Copy every entry below character for character, leaving out the pictures.

** Opening GIVEN ENTRIES block **

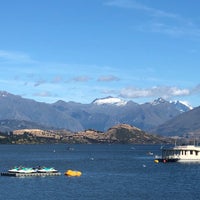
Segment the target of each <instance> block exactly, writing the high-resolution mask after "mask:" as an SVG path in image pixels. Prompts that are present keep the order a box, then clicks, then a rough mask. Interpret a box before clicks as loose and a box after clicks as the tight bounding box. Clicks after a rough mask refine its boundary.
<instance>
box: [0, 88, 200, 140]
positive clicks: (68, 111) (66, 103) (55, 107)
mask: <svg viewBox="0 0 200 200" xmlns="http://www.w3.org/2000/svg"><path fill="white" fill-rule="evenodd" d="M193 113H194V114H193ZM198 113H200V109H198V108H195V109H192V108H191V106H189V105H187V104H185V103H183V102H180V101H173V102H171V101H166V100H165V99H162V98H158V99H156V100H154V101H153V102H147V103H144V104H138V103H135V102H133V101H125V100H122V99H119V98H115V97H106V98H101V99H95V100H94V101H93V102H91V103H89V104H82V103H77V102H65V101H62V100H59V101H57V102H55V103H52V104H48V103H42V102H37V101H34V100H32V99H26V98H22V97H21V96H18V95H14V94H10V93H8V92H5V91H0V130H1V131H11V130H16V129H22V128H42V129H66V130H70V131H73V132H77V131H83V130H87V129H93V130H97V131H106V130H107V129H109V128H110V127H112V126H114V125H117V124H130V125H132V126H135V127H138V128H140V129H141V130H144V131H146V132H151V133H156V134H161V135H170V136H171V135H180V134H181V135H187V134H191V132H192V133H193V132H195V133H196V132H198V130H199V129H200V126H198V121H196V118H195V117H198V116H199V114H198ZM188 118H189V119H188ZM189 121H190V122H193V123H188V122H189ZM187 126H188V127H187ZM183 127H185V129H183ZM186 127H187V128H186ZM194 129H195V130H194Z"/></svg>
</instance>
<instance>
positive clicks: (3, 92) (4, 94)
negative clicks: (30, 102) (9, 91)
mask: <svg viewBox="0 0 200 200" xmlns="http://www.w3.org/2000/svg"><path fill="white" fill-rule="evenodd" d="M8 95H9V93H8V92H6V91H0V96H1V97H7V96H8Z"/></svg>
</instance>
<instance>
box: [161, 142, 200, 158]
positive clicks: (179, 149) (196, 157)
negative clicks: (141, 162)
mask: <svg viewBox="0 0 200 200" xmlns="http://www.w3.org/2000/svg"><path fill="white" fill-rule="evenodd" d="M162 160H163V161H168V162H176V161H178V162H181V161H199V162H200V146H194V145H186V146H175V147H172V148H163V149H162Z"/></svg>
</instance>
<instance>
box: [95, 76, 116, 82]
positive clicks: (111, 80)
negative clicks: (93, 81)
mask: <svg viewBox="0 0 200 200" xmlns="http://www.w3.org/2000/svg"><path fill="white" fill-rule="evenodd" d="M119 80H120V79H119V78H118V77H116V76H113V75H108V76H101V77H99V78H98V79H97V81H100V82H110V81H119Z"/></svg>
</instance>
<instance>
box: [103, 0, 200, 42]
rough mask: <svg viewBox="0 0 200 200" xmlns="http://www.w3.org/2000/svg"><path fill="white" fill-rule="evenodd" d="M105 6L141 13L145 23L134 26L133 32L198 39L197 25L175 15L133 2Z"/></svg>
mask: <svg viewBox="0 0 200 200" xmlns="http://www.w3.org/2000/svg"><path fill="white" fill-rule="evenodd" d="M105 5H107V6H115V7H119V8H124V9H133V10H138V11H141V12H142V14H146V15H147V16H148V18H147V20H146V22H145V23H140V25H138V26H134V27H135V28H134V29H135V30H139V31H143V32H153V33H162V34H166V35H170V36H173V37H178V36H185V37H186V36H187V37H190V38H192V39H194V37H195V38H199V37H200V28H199V26H198V24H197V23H195V22H194V21H192V20H189V19H187V18H184V17H182V16H180V15H179V14H176V13H171V12H166V11H164V10H161V9H155V8H153V7H150V6H146V5H144V4H141V3H138V2H137V1H134V0H110V1H107V2H106V3H105Z"/></svg>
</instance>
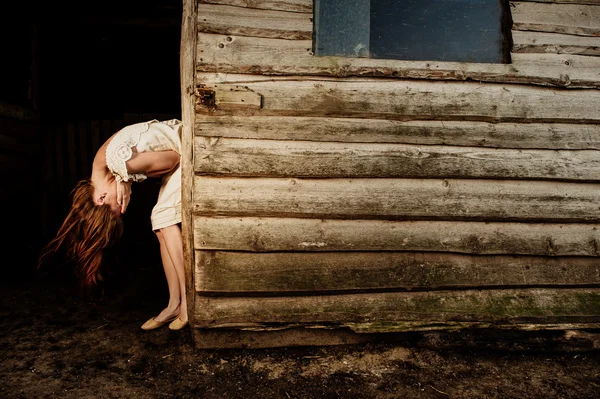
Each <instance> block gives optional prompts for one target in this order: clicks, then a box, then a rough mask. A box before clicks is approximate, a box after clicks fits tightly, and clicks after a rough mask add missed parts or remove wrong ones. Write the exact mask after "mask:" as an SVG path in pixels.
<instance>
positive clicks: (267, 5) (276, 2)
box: [198, 0, 595, 13]
mask: <svg viewBox="0 0 600 399" xmlns="http://www.w3.org/2000/svg"><path fill="white" fill-rule="evenodd" d="M582 1H595V0H582ZM198 2H199V3H200V4H221V5H229V6H237V7H246V8H258V9H261V10H279V11H295V12H308V13H310V12H312V3H313V2H312V0H199V1H198Z"/></svg>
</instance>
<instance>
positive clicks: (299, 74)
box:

** Closing GIVEN ENTRIES block **

EXERCISE ANSWER:
Segment the target of each <instance> block exactly, writing the high-resolution mask after "mask:" as an SVG path in image pixels. Prompts that are present keep the order a box, then clicks, then a rough mask. Interpret a box before clicks as loose and a box after clicks as the tight bounding box. Clicks after a rough mask refine its boundary.
<instance>
box: [0, 88, 200, 140]
positive clicks: (68, 111) (66, 103) (55, 107)
mask: <svg viewBox="0 0 200 200" xmlns="http://www.w3.org/2000/svg"><path fill="white" fill-rule="evenodd" d="M193 113H194V114H193ZM198 113H200V109H198V108H195V109H192V108H191V106H189V105H187V104H185V103H183V102H180V101H173V102H171V101H166V100H165V99H162V98H158V99H156V100H154V101H153V102H147V103H144V104H138V103H135V102H133V101H125V100H122V99H119V98H115V97H106V98H101V99H95V100H94V101H93V102H91V103H89V104H82V103H77V102H65V101H62V100H59V101H57V102H55V103H52V104H48V103H42V102H37V101H34V100H32V99H26V98H22V97H21V96H18V95H14V94H10V93H8V92H5V91H0V130H1V131H11V130H16V129H22V128H42V129H66V130H70V131H73V132H77V131H83V130H87V129H93V130H97V131H106V130H107V129H109V128H110V127H112V126H114V125H117V124H130V125H132V126H135V127H138V128H140V129H141V130H144V131H146V132H151V133H156V134H161V135H170V136H171V135H180V134H181V135H187V134H191V132H192V133H193V132H195V133H196V132H198V130H199V129H200V126H198V121H196V118H195V117H198V116H199V114H198ZM188 118H189V119H188ZM189 121H190V122H193V123H188V122H189ZM187 126H188V127H187ZM183 127H185V129H183ZM186 127H187V128H186ZM194 129H195V130H194Z"/></svg>
</instance>
<instance>
positive clicks: (3, 92) (4, 94)
negative clicks: (30, 102) (9, 91)
mask: <svg viewBox="0 0 200 200" xmlns="http://www.w3.org/2000/svg"><path fill="white" fill-rule="evenodd" d="M8 95H9V93H8V92H6V91H0V96H1V97H7V96H8Z"/></svg>
</instance>
<instance>
box: [161, 142, 200, 158]
positive clicks: (179, 149) (196, 157)
negative clicks: (141, 162)
mask: <svg viewBox="0 0 200 200" xmlns="http://www.w3.org/2000/svg"><path fill="white" fill-rule="evenodd" d="M162 160H163V161H168V162H176V161H178V162H181V161H199V162H200V146H194V145H186V146H175V147H172V148H163V149H162Z"/></svg>
</instance>
<instance>
box: [95, 76, 116, 82]
positive clicks: (111, 80)
negative clicks: (93, 81)
mask: <svg viewBox="0 0 200 200" xmlns="http://www.w3.org/2000/svg"><path fill="white" fill-rule="evenodd" d="M119 80H120V79H119V78H118V77H116V76H113V75H108V76H101V77H99V78H98V79H97V81H100V82H110V81H119Z"/></svg>
</instance>
<instance>
box: [103, 0, 200, 42]
rough mask: <svg viewBox="0 0 200 200" xmlns="http://www.w3.org/2000/svg"><path fill="white" fill-rule="evenodd" d="M105 6L141 13L145 23L134 26L133 32L198 39L197 25L175 15L133 2Z"/></svg>
mask: <svg viewBox="0 0 200 200" xmlns="http://www.w3.org/2000/svg"><path fill="white" fill-rule="evenodd" d="M105 5H107V6H115V7H119V8H124V9H133V10H138V11H141V12H142V14H146V15H147V16H148V18H147V20H146V22H145V23H140V25H138V26H134V27H135V28H134V29H135V30H139V31H143V32H153V33H162V34H166V35H170V36H173V37H178V36H185V37H186V36H187V37H190V38H192V39H194V37H195V38H199V37H200V28H199V26H198V24H197V23H195V22H194V21H192V20H189V19H187V18H184V17H182V16H180V15H179V14H176V13H171V12H166V11H164V10H161V9H155V8H153V7H150V6H146V5H144V4H141V3H138V2H137V1H134V0H110V1H107V2H106V3H105Z"/></svg>
</instance>
Each <instance> block gives optional prompts for one target in this order: clicks, then a box, then a rough mask. A box before clicks is approximate, a box after clicks fits tightly, and clicks after a rough mask add missed parts or remove wrong ones. Write the exact mask after "mask:" as an SVG path in pixels.
<instance>
positive clicks: (267, 5) (276, 2)
box: [198, 0, 595, 13]
mask: <svg viewBox="0 0 600 399" xmlns="http://www.w3.org/2000/svg"><path fill="white" fill-rule="evenodd" d="M582 1H595V0H582ZM198 2H199V3H200V4H221V5H229V6H237V7H246V8H258V9H261V10H279V11H295V12H308V13H310V12H312V3H313V2H312V0H199V1H198Z"/></svg>
</instance>
<instance>
positive clicks: (299, 74)
box:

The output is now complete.